Goal - Using the Prussian State Council excerpt, explain in one to three sentences how the Nazi Party was able to pass the Prussian enabling act of 18 May 1933.

Page excerpt -
· · ·

Advisory body in Nazi era Prussia 1933 to 1945

The Prussian State Council of Nazi Germany (German: Preußischer Staatsrat) was an advisory body to the Prussian minister president from 1933 to 1945. It was the successor to the Weimar Republic body of the same name that represented the interests of Prussia's provinces in the legislative process. In Nazi Germany its members were either appointed by Prussian minister president Hermann Göring or were members as a result of their official positions in the state of Prussia. The Council met only six times and ceased to exist with the end of Nazi rule in 1945.

== History ==

=== Background ===
During the Weimar Republic, the Prussian State Council was the second chamber of the bicameral legislature of the Free State of Prussia. Its members were elected by the Prussian provincial parliaments to represent the interests of the provinces at the state level.

With the elections to the Prussian state parliament (Landtag) that were held in parallel with the national Reichstag elections on 5 March 1933, and also with the elections to the Prussian provincial parliaments held on 12 March 1933, the Nazi Party was able to secure the necessary majority in the Landtag and in the State Council to pass a Prussian enabling act on 18 May 1933. It gave the Prussian state government the same powers at the state level that the Reich government had received at the national level through the Enabling Act of 24 March 1933. The Prussian minister president was authorized to make and implement laws without the involvement of the legislature. Through the enabling act, the State Council was deprived of its co-legislative and co-executive functions. Article 15 of the Law on the Prussian State Council of 8 July 1933 dissolved the State Council in its previous form.

=== The National Socialist State Council and its membership ===
The Law created a new body in line with the National Socialist worldview. The new State Council was a purely advisory body that by law consisted of (1) members by virtue of office (ex officio members, § 2 1.) and (2) members who were appointed by Hermann Göring in his capacity as Prussian minister president (§ 2 2.). All members were awarded the title of State Councilor (Staatsrat). Members by virtue of office were the Prussian minister president and the government ministers. Appointed members were to include the Prussian state secretaries as well as certain other office holders, among whom were the Stabschef of the SA, the Reichsführer-SS and all the Gauleiter of the Prussian Gaue. Other appointed members were to be drawn from among representatives of churches, business, labor, science, art and other "men of merit".

Members had to be males at least 25 years old with German citizenship and a residence in Prussia. For those who were members by virtue of office, membership ended by leaving office. Appointed members' terms were ended by death, resignation, or dismissal by Göring. Members of the State Council received an expense allowance of 1,000 Reichsmarks per month (from 1 April 1936, ℛℳ 500).

In his extensive biographical study of the members of the Prussian State Councils, German historian Joachim Lilla listed 122 known members of the State Council of Nazi Germany. This included 11 ministers, 19 state secretaries and 92 other appointed members. Of the total membership, 78 joined the State Council in 1933, with the first appointments taking place on 11 July. Another 40 individuals were added between 1934 and 1939, with only 4 additions being made after that year, the last in August 1943. Over the years, the membership fluctuated as a result of deaths, departures from office, resignations and dismissals (including that of Göring himself on 23 April 1945). A total of 31 members died in office (including 4 that were executed during the Night of the Long Knives and 7 suicides in the closing days of the Second World War). There were approximately 60 individuals still technically in office as Prussian State Councillors following the surrender of Nazi Germany on 8 May 1945.

· · ·

Dataset excerpt:
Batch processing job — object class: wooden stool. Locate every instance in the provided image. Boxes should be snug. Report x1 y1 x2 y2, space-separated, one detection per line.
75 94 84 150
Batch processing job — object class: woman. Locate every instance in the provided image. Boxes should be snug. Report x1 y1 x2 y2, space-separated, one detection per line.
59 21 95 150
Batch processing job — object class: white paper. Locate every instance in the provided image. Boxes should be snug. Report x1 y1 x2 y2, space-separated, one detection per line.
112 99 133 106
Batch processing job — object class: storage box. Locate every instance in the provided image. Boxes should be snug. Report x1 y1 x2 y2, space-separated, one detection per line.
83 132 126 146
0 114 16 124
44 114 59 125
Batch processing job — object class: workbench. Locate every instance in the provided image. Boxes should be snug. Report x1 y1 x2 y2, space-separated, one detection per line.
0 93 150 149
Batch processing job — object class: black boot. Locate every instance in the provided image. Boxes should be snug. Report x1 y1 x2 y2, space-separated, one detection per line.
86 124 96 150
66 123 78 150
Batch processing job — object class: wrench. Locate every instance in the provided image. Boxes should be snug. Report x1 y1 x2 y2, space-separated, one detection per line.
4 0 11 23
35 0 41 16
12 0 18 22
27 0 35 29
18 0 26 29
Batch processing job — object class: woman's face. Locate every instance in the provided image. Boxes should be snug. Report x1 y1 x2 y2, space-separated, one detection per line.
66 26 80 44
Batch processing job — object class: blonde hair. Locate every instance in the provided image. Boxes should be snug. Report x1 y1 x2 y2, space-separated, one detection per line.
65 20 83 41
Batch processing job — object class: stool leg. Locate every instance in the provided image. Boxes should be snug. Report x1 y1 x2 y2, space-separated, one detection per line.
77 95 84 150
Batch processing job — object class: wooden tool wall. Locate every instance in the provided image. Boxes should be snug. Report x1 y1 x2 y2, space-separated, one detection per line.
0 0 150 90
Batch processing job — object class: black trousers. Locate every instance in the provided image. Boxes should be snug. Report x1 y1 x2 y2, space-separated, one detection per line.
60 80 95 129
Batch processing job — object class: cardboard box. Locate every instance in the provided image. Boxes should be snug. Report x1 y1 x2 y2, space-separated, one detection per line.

· · ·

Exercise solution - The Prussian Landtag elections of 5 March 1933, held alongside the Reichstag elections, and the Prussian provincial parliament elections of 12 March 1933 gave the Nazi Party the majority it needed in both the Landtag and the State Council. With that majority, it could pass the enabling act.